### WORK TASK
The whole listing needs to be returned exactly as it appears.

____________

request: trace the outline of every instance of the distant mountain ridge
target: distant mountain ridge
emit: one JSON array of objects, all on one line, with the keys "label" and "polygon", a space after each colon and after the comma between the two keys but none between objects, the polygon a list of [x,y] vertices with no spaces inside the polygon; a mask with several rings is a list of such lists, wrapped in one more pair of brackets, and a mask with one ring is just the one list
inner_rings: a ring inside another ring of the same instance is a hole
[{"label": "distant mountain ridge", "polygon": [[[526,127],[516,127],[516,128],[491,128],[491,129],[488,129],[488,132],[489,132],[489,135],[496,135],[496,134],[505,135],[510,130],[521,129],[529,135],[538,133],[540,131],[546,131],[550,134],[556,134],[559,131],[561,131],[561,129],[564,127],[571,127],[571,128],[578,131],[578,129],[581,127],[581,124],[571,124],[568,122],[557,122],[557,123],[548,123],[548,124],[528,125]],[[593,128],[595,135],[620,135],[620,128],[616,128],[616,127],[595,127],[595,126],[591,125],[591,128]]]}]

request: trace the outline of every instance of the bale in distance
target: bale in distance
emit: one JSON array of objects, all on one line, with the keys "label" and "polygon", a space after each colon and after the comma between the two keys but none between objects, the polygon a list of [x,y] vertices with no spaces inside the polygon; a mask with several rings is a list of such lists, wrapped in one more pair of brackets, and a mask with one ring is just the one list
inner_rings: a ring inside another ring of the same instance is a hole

____________

### COMPLETED TASK
request: trace the outline of every instance of the distant mountain ridge
target: distant mountain ridge
emit: one JSON array of objects, all on one line, with the keys "label" and "polygon", a space after each colon and after the comma between the two keys but none between objects, the polygon a list of [x,y] vertices with no spaces inside the polygon; a mask with several rings is a list of such lists, wrapped in one more pair of brackets, and a mask with one ring is just the one list
inner_rings: a ring inside another ring of the same instance is a hole
[{"label": "distant mountain ridge", "polygon": [[[526,127],[516,127],[516,128],[491,128],[491,129],[488,129],[488,132],[489,132],[489,135],[496,135],[496,134],[505,135],[510,130],[521,129],[529,135],[538,133],[540,131],[546,131],[550,134],[556,134],[559,131],[561,131],[561,129],[564,127],[571,127],[571,128],[578,131],[578,129],[581,127],[581,124],[571,124],[568,122],[557,122],[557,123],[548,123],[548,124],[528,125]],[[593,128],[595,135],[620,135],[620,128],[616,128],[616,127],[595,127],[595,126],[591,125],[591,128]]]}]

request: trace the outline of every instance of the bale in distance
target: bale in distance
emit: one JSON array of objects, all on one line, with the keys "label" and "polygon", a space after each colon and after the comma between the two keys but none between objects, the polygon a list of [x,y] vertices with no spaces inside the polygon; a mask with several rings is a list of such lists, wrapped in one more pair of brackets, and a mask with one ring is just the one list
inner_rings: a ring inside another ring of the same instance is a hole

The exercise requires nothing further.